> [Required tasks]:
A. In the commentary on the birthright citizenship ruling, put this sentence into Spanish: "Every nation has to answer the basic question about who belongs."
B. Carry on the commentary on the birthright citizenship ruling, starting after its final sentence.

> [Text section]:
★ ★ ★ ★ ★
What is an American? The Supreme Court answered that question today, with an answer that should alarm every citizen who still believes this nation is something more than a patch of dirt. In Trump v. Barbara, six justices ruled that virtually anyone born on American soil is automatically a citizen, no matter who their parents are or why they are here. With that, the Court declared that being an American is an accident of geography and nothing else.
Here is the reality of the Court’s ruling in plain terms. A child born to a Chinese national here on a temporary visa, then raised in Shanghai under the watchful eye of the Communist Party, now holds the very same birthright as a boy in Kansas whose ancestors stepped off the Mayflower. The Court looked at those two children and saw no difference at all.
One of the attorneys who argued the case said it without blushing.
“In America, we do not punish children for the sins of their fathers,” the ACLU’s Cecillia Wang told the justices. “When you’re born in this country, we’re all American, all the same.”
It sounds generous until you realize it hands the keys of citizenship to anyone with a plane ticket and a due date.
Every nation has to answer the basic question about who belongs. There are two ancient answers. The right of the soil, jus soli, says you belong to the ground where you were born, while the right of blood, jus sanguinis, says you belong to the people you came from. Most of the civilized world long ago recognized that soil alone is a thin foundation for a nation, which is why birthright citizenship is so rare among developed countries. Britain doesn't have it. Neither does France or Germany.
★ ★ ★ ★ ★
Stored data entries
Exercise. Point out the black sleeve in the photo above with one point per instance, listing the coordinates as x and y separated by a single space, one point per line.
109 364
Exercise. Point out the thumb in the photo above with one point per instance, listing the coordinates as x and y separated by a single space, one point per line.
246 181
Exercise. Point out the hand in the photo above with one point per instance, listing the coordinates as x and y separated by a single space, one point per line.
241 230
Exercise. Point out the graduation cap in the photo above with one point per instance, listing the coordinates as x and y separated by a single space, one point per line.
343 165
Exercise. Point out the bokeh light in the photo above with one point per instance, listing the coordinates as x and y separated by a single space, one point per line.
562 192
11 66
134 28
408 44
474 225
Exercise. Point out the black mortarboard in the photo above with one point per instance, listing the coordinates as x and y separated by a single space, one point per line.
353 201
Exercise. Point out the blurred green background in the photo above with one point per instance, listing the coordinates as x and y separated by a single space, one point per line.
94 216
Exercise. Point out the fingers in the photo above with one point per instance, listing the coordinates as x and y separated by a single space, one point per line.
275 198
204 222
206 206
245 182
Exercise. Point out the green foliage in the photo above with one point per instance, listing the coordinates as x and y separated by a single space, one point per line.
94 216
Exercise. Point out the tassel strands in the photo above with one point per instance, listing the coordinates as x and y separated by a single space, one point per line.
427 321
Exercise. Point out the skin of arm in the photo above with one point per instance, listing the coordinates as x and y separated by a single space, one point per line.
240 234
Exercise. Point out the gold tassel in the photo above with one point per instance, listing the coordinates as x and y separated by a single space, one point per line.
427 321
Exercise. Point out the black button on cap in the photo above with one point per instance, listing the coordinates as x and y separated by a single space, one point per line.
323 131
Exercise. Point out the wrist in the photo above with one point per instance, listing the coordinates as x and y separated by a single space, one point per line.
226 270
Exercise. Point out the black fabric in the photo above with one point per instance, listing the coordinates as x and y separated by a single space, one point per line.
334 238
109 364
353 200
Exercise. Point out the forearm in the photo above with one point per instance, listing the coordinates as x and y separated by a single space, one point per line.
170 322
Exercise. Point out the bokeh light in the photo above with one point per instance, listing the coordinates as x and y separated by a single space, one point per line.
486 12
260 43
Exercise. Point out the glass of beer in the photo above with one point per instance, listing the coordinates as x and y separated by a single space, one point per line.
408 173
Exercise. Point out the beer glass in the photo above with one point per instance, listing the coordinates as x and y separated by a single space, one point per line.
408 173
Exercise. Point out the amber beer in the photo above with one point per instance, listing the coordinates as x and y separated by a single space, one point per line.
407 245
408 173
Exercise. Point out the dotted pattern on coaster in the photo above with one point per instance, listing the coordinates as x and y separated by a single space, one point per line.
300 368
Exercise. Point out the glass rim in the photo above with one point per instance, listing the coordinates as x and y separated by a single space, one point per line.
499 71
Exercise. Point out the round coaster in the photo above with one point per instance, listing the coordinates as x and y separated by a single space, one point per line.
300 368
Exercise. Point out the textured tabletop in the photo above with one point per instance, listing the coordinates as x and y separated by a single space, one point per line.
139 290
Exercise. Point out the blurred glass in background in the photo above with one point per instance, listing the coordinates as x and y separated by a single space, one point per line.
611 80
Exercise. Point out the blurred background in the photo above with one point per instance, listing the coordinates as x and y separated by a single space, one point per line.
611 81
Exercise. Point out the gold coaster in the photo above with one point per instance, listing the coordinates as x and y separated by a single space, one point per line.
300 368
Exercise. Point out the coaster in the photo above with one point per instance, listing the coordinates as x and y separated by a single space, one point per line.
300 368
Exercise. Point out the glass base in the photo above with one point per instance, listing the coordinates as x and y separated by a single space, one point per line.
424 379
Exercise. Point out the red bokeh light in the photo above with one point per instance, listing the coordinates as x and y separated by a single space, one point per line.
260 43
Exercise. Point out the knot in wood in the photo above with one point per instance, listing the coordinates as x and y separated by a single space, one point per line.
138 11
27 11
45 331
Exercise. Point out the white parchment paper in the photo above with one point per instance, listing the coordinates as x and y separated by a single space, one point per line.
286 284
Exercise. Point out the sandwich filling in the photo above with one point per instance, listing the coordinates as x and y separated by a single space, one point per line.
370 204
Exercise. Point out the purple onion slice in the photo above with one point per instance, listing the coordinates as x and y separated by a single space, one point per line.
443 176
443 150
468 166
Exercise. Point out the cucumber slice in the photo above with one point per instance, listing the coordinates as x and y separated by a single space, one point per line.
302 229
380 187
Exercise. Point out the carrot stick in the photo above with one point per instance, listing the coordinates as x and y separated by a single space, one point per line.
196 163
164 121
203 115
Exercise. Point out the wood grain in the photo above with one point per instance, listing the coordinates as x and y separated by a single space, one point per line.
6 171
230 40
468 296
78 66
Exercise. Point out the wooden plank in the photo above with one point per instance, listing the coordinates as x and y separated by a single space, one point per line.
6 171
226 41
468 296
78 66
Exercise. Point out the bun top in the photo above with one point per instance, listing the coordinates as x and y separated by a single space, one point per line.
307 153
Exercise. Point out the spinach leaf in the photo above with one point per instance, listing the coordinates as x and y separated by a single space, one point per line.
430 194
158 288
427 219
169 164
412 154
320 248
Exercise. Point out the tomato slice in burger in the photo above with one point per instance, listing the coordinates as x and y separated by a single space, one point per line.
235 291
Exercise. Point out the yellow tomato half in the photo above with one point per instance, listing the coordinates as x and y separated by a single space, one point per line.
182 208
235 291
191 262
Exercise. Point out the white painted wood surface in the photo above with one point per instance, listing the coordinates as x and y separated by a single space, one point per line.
★ ★ ★ ★ ★
> [Task-by-task outputs]:
A. Toda nación tiene que responder a la pregunta básica de quién pertenece.

B.
By collapsing the whole question into the right of the soil, the Court has made citizenship cheaper than a tourist visa. It has told the world that America is merely a location, with no people and no inheritance to pass from one generation to the next.
The Court has taken the 14th Amendment, which was meant to protect the children of enslaved people, and instead ruled that it applies to any of America’s staunchest enemies—so long as they were born here. It does not matter how long they stayed, who their parents were, why they came, or whether they value our culture, laws, or heritage. The Court has ruled that none of that matters. An American can be anyone.
And lest you think this is a dramatic argument, it is important to note that birth tourism is already a documented industry, with maternity hotels catering to foreign mothers who fly in to deliver and fly home with an American passport for the child. There are over 1 million Chinese-raised American children who never lived in the US but were born here and have the same rights as every other American kid.
It takes very little imagination to see a regime hostile to the United States exploit the same loophole, manufacturing citizens by the thousand who can one day vote, hold office, gain security clearances, and serve a foreign master. It is already happening. And this ruling will increase it endlessly. The Chinese Communist Party does not need to defeat us on a battlefield if it can issue our citizenship at the maternity ward. A nation that will not guard its own front door has already begun to lose the war it refuses to admit it is in.
The justices in the majority waved all of this away. They treated an 1898 case about a San Francisco shopkeeper’s son as if it settled the fate of a 21st-century superpower facing a patient adversary that thinks in centuries.
As always, Justice Clarence Thomas saw clearly what his colleagues would not. He reminded the Court that the Wong Kim Ark decision “addressed only the citizenship of a child born to parents who were lawfully and permanently domiciled in the United States.”
The men who wrote the Fourteenth Amendment never contemplated handing automatic citizenship to the child of every illegal entrant and temporary visitor. Thomas was right, and his warning will one day read as prophecy.
This is the most detrimental decision the Court has handed down in fifty years. Other bad rulings have cost us money, property, or comfort. This one costs us the nation itself, because a country that cannot define its own citizens cannot long remain a country.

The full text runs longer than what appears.